** Try it **
Copy every entry precisely.
+++ Input material +++
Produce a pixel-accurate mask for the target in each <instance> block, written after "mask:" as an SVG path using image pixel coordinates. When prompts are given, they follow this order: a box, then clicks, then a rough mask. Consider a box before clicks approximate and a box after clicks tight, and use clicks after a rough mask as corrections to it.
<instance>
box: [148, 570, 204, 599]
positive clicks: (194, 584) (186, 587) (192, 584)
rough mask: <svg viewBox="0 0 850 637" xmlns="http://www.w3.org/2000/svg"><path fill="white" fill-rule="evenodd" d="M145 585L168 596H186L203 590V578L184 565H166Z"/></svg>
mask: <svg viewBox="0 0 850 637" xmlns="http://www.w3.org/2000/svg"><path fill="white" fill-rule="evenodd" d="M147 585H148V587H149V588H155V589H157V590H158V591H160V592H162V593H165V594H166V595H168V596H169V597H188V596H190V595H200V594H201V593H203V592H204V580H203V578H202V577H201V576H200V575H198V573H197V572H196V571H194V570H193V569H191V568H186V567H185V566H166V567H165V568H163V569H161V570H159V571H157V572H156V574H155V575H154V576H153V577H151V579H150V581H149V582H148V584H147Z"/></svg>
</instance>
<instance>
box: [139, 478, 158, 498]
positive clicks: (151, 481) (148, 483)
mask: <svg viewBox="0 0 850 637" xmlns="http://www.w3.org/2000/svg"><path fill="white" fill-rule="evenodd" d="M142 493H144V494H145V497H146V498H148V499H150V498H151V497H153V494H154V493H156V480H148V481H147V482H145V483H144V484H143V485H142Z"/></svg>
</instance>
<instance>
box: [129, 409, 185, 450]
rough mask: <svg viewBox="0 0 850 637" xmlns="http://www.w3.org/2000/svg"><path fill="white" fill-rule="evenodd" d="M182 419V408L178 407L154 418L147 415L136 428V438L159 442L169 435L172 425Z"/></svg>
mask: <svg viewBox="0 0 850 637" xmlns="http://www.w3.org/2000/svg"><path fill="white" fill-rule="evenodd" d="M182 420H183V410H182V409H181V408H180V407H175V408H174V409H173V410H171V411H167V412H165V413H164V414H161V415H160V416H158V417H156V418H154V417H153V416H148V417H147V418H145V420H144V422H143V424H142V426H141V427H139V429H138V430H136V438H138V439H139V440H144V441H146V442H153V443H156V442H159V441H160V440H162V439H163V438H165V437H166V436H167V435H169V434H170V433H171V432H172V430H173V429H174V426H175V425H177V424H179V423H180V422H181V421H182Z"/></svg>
+++
** Exercise response **
Produce a pixel-accurate mask for the target in each <instance> block, written after "mask:" as an SVG path using image pixel coordinates. When prompts are given, they follow this order: a box, then clicks, then a rough mask. Consider a box before clicks approximate and a box after clicks tight, and use clicks after a rough mask as corrections to it.
<instance>
box: [148, 570, 204, 599]
positive clicks: (194, 584) (186, 587) (192, 584)
rough mask: <svg viewBox="0 0 850 637" xmlns="http://www.w3.org/2000/svg"><path fill="white" fill-rule="evenodd" d="M145 585L168 596H186L203 590V578L184 565H166Z"/></svg>
mask: <svg viewBox="0 0 850 637" xmlns="http://www.w3.org/2000/svg"><path fill="white" fill-rule="evenodd" d="M147 585H148V587H149V588H155V589H157V590H158V591H160V592H162V593H165V594H166V595H168V596H169V597H188V596H190V595H200V594H201V593H203V592H204V580H203V578H202V577H201V576H200V575H198V573H197V572H196V571H194V570H193V569H191V568H186V567H185V566H166V567H165V568H163V569H161V570H159V571H157V572H156V574H155V575H154V576H153V577H151V579H150V581H149V582H148V584H147Z"/></svg>
</instance>
<instance>
box: [139, 478, 158, 498]
positive clicks: (151, 481) (148, 483)
mask: <svg viewBox="0 0 850 637" xmlns="http://www.w3.org/2000/svg"><path fill="white" fill-rule="evenodd" d="M142 493H144V494H145V497H146V498H148V499H150V498H151V497H153V494H154V493H156V480H148V481H147V482H145V483H144V484H143V485H142Z"/></svg>
</instance>
<instance>
box: [129, 409, 185, 450]
rough mask: <svg viewBox="0 0 850 637" xmlns="http://www.w3.org/2000/svg"><path fill="white" fill-rule="evenodd" d="M182 419V408L178 407L154 418L147 415L136 428V438L159 442L169 435L172 425Z"/></svg>
mask: <svg viewBox="0 0 850 637" xmlns="http://www.w3.org/2000/svg"><path fill="white" fill-rule="evenodd" d="M182 420H183V410H182V409H181V408H180V407H175V408H174V409H173V410H171V411H167V412H165V413H164V414H161V415H160V416H158V417H156V418H154V417H153V416H148V417H147V418H145V420H144V422H143V424H142V426H141V427H139V429H138V430H136V438H138V439H139V440H144V441H146V442H153V443H156V442H159V441H160V440H162V439H163V438H165V437H166V436H167V435H169V434H170V433H171V432H172V430H173V429H174V426H175V425H177V424H179V423H180V422H181V421H182Z"/></svg>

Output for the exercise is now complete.